■ Text excerpt:
Chemistry is the science which treats of the nature, laws of combination, and mutual actions of the minute particles of the different sorts of matter composing our universe, and the properties of the compounds they form. It is a modern science developed from the earlier Alchemy.
The alchemists in their study of minerals and metallic ores made important but isolated discoveries, and at the close of the 17th century the German chemist Becher threw out certain speculations regarding the cause of combustion, which were taken up and extended by Stahl in the 'phlogistic theory', and constitute the first generalization of the phenomena of chemistry, though the theory itself was diametrically opposed to the truth. About the middle of the 18th century Dr. Black made his great discovery of a gas differing from atmospheric air, rapidly followed by that of a number of other gases by Cavendish, Rutherford, Priestley, Scheele, etc; and the discovery of oxygen by the two last-named chemists afforded to Lavoisier the means of revolutionizing and systematizing the science. By a series of experiments he showed that all substances, when burned, absorb oxygen, and that the weight of the products of combustion is exactly equal to that of the combustible consumed and of the oxygen which has disappeared. The application of this theory to the great majority of the most important chemical phenomena was obvious and the Stahlian hypothesis disappeared.
A yet more important step was the discovery by Dalton of the laws of chemical combination. His theory was immediately taken up by Berzelius, to whose influence, and careful determination of the chemical equivalents of almost all the elements then known, its rapid adoption was mainly due. To Berzelius we owe many of the modern improvements in the methods of analysis, while Sir Humphry Davy laid the foundation of electro-chemistry.

■ Data lines:

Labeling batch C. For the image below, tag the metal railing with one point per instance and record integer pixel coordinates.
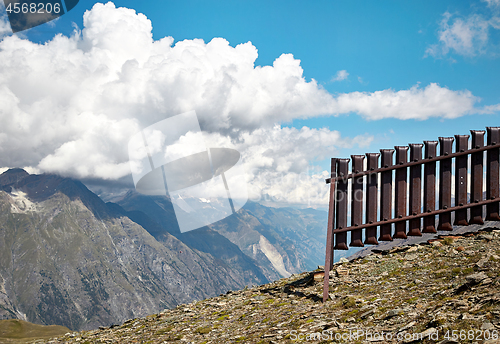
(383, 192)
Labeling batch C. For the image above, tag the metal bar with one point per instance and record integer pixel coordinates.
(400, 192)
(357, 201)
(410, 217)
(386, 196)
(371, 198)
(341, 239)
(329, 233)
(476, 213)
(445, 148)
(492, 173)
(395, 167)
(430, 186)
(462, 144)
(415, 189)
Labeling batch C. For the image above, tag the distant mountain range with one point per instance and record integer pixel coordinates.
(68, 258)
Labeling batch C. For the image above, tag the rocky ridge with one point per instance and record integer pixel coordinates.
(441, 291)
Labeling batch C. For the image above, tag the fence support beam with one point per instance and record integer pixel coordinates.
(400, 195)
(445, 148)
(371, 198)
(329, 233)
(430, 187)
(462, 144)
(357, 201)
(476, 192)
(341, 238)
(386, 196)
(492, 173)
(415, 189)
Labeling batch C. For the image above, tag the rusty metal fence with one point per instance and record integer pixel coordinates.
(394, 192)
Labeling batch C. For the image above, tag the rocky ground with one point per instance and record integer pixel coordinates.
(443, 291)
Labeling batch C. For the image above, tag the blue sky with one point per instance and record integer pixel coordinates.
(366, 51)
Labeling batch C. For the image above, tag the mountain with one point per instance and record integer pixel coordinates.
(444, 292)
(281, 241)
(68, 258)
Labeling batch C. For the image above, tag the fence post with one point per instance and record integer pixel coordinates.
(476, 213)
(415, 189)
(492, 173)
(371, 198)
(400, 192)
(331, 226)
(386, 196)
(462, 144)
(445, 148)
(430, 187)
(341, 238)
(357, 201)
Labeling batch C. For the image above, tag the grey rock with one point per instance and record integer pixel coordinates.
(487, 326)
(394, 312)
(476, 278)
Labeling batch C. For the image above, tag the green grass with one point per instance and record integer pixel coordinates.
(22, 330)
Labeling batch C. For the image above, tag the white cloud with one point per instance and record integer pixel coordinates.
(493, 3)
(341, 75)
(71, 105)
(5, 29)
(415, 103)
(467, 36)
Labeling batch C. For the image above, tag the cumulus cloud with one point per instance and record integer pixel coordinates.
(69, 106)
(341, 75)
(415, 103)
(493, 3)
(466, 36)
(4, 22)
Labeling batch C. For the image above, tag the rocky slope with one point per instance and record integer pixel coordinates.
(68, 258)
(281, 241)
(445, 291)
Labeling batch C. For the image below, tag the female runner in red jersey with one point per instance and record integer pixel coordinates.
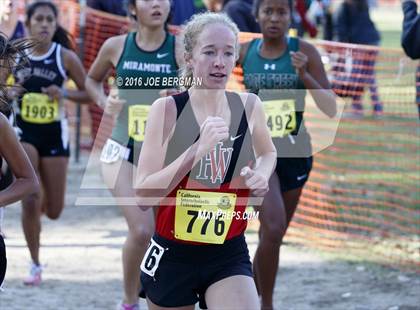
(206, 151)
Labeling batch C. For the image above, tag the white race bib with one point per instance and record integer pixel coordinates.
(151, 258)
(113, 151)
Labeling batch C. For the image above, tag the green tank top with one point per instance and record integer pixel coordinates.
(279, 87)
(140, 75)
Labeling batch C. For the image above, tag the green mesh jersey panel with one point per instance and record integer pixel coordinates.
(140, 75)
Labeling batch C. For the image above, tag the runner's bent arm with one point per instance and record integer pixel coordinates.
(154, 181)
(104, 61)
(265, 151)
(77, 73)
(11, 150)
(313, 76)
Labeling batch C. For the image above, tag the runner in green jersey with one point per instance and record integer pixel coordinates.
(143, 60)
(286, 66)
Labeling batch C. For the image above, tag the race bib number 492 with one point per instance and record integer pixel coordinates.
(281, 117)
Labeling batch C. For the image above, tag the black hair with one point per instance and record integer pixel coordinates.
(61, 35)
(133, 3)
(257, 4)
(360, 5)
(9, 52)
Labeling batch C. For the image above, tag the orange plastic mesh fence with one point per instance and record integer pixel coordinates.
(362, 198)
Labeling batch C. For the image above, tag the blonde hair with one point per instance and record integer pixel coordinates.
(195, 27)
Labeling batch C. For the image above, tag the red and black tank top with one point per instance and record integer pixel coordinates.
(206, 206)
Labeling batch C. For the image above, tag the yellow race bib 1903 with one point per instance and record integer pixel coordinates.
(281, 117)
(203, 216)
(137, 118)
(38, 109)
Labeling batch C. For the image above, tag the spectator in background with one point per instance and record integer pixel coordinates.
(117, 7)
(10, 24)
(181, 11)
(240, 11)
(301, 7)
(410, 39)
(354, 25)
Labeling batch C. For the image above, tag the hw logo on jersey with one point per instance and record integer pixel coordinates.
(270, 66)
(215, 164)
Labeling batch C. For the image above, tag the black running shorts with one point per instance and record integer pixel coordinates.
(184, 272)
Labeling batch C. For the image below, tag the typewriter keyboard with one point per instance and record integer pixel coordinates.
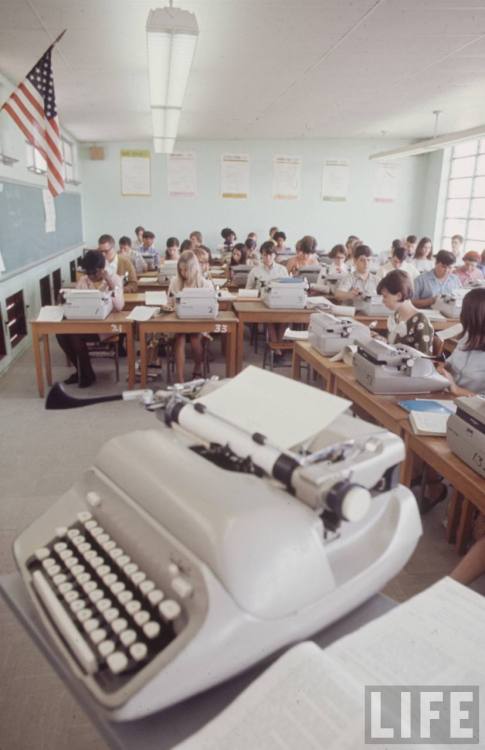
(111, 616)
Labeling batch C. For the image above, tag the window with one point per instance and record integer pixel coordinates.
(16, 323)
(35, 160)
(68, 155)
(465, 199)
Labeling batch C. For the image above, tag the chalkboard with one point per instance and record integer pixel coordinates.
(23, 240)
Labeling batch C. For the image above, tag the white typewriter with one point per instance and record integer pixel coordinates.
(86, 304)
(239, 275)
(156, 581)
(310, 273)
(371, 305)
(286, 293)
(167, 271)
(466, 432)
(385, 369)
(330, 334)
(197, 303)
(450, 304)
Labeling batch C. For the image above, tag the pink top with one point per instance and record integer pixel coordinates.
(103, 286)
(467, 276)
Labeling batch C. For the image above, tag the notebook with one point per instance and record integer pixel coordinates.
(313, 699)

■ Given problem:
Answer these questions on the history of chemistry text:
1. From what earlier study was chemistry developed?
2. Who made the discovery of a gas differing from atmospheric air?
3. Who laid the foundation of electro-chemistry?
The items aren't needed for this work.

■ Written reply:
1. Alchemy
2. Dr. Black
3. Sir Humphry Davy